→ Set problem A:
In the fair value disclosure, rewrite the paragraph beginning "SECURITIES INVENTORY AND OTHER INVESTMENTS" more briefly while keeping its main facts.
→ Set problem B:
From the fair value disclosure, return the passage that begins at the words "NOTES RECEIVABLE- The" and stops after "terms and maturities.".

→ Document excerpt:
----

The book values, estimated fair values and the methods and assumptions used
to estimate the fair value of the financial instruments of the Company are
reflected below as of December 31, 1998 and 1997.
CASH AND CASH EQUIVALENTS- The carrying values of cash and cash equivalents
approximate the fair values for those amounts. For purposes of SFAS 107, cash
and securities in customer reserve accounts are considered cash and cash
equivalents.
SECURITIES INVENTORY AND OTHER INVESTMENTS- The carrying value of securities
inventory approximates the fair value based on quoted market prices. Because of
the nature of the underlying mortgage obligations included in other investments,
the true market value is difficult to determine but management believes the
market values approximate par value.
NOTES RECEIVABLE- The carrying value of notes receivable approximates the fair
value based on a discounted cash flow analysis. The discount rates were based
on the Company's current loan rates.
SHORT-TERM NOTES PAYABLE- The carrying value of short-term notes payable
approximates the fair value, which was determined, based on current market rates
offered on notes with similar terms and maturities.

----

→ Provided records:
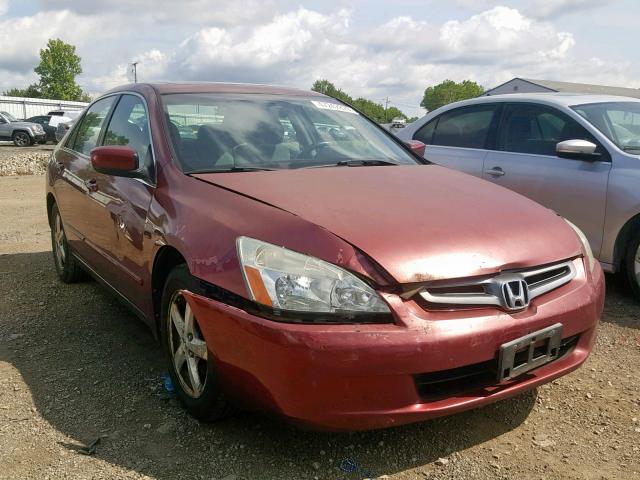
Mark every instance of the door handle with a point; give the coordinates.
(91, 184)
(495, 171)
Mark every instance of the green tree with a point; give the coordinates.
(328, 88)
(449, 91)
(59, 66)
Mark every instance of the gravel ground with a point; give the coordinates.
(76, 366)
(23, 160)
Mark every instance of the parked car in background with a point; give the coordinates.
(62, 128)
(69, 114)
(328, 275)
(21, 133)
(49, 130)
(576, 154)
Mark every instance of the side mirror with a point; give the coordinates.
(115, 160)
(578, 150)
(417, 147)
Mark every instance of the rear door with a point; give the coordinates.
(525, 160)
(5, 129)
(74, 186)
(120, 204)
(459, 138)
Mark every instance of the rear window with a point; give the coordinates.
(213, 132)
(466, 127)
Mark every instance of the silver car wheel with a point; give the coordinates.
(21, 139)
(188, 347)
(59, 241)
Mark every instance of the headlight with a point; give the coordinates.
(287, 280)
(585, 244)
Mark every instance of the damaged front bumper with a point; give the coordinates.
(358, 377)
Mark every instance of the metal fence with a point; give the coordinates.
(21, 107)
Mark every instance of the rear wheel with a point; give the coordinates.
(632, 263)
(190, 365)
(67, 266)
(21, 139)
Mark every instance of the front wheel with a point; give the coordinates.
(632, 264)
(190, 364)
(21, 139)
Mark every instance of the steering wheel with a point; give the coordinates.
(312, 151)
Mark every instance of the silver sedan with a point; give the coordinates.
(576, 154)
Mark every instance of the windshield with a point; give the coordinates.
(9, 117)
(619, 121)
(224, 132)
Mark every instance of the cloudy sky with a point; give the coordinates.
(370, 48)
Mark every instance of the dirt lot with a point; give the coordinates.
(23, 160)
(76, 366)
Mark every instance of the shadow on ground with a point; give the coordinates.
(93, 369)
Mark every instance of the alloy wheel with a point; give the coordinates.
(59, 241)
(21, 139)
(188, 347)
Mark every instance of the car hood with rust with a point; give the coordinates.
(420, 223)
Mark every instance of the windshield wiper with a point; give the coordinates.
(356, 163)
(233, 169)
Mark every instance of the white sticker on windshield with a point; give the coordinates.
(338, 107)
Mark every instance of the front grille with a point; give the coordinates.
(479, 377)
(512, 290)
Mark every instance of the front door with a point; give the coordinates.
(525, 161)
(75, 184)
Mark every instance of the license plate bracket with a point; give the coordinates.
(531, 351)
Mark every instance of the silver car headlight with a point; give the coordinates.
(585, 244)
(287, 280)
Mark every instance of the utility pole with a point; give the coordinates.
(135, 71)
(386, 104)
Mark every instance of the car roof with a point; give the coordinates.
(215, 87)
(551, 98)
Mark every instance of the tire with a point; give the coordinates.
(67, 266)
(21, 139)
(203, 399)
(632, 263)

----

→ Worked answer A:
Securities inventory is carried at a value close to fair value, based on quoted market prices. The underlying mortgage obligations in other investments make their true market value hard to determine, but management believes their market values are close to par value.

→ Worked answer B:
NOTES RECEIVABLE- The carrying value of notes receivable approximates the fair
value based on a discounted cash flow analysis. The discount rates were based
on the Company's current loan rates.
SHORT-TERM NOTES PAYABLE- The carrying value of short-term notes payable
approximates the fair value, which was determined, based on current market rates
offered on notes with similar terms and maturities.